▶ _Instructions to follow_
Please return the part of the steps for turning a recorded talk into a paper starting with "5. Figure conversion." and going on through "Minor reformatting required.", copied word for word.

1. Identify source material. In this case, I had an online conference talk that had been recorded and uploaded to Youtube.

2. Download the raw audio using a tool such as yt-dlp

3. Convert audio to a text transcript. I used whisper.cpp (can run on CPU). The base and small models sizes already do pretty well in terms of accuracy and run quickly.

4. Transcript editing. Whisper won't have perfect accuracy, especially when attempting to transcribe scientific jargon. So it's necessary to carefully review the generated text.

5. Figure conversion. In this case since it was my own talk, I had access to high resolution version of the figures I wanted to include in the paper. Minor reformatting required.

6. Add references. While I cited papers in the slides, the citations need to be converted to a .bib file or other reference manager format. It would be helpful to have an AI assistant that could do this automatically.

▶ _Records_
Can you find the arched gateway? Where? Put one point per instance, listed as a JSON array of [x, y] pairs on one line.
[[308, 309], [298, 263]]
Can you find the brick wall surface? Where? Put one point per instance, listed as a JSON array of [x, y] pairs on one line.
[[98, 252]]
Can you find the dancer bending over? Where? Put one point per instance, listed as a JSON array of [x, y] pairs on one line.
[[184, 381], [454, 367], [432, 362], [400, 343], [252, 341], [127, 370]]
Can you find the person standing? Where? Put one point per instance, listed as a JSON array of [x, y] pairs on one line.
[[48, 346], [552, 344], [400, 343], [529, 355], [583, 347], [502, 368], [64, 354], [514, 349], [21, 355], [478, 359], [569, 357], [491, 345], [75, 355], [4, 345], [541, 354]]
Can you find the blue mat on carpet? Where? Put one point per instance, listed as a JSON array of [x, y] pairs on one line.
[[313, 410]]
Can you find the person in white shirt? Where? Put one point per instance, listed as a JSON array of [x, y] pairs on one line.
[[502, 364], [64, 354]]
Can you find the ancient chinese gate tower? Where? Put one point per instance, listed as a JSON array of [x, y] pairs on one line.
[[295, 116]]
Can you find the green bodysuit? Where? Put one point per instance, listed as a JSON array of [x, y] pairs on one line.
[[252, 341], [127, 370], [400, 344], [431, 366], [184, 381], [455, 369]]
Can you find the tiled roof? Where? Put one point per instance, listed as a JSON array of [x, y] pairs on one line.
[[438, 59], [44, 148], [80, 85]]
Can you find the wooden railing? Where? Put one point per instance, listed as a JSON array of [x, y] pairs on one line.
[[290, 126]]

▶ _Result for this task_
5. Figure conversion. In this case since it was my own talk, I had access to high resolution version of the figures I wanted to include in the paper. Minor reformatting required.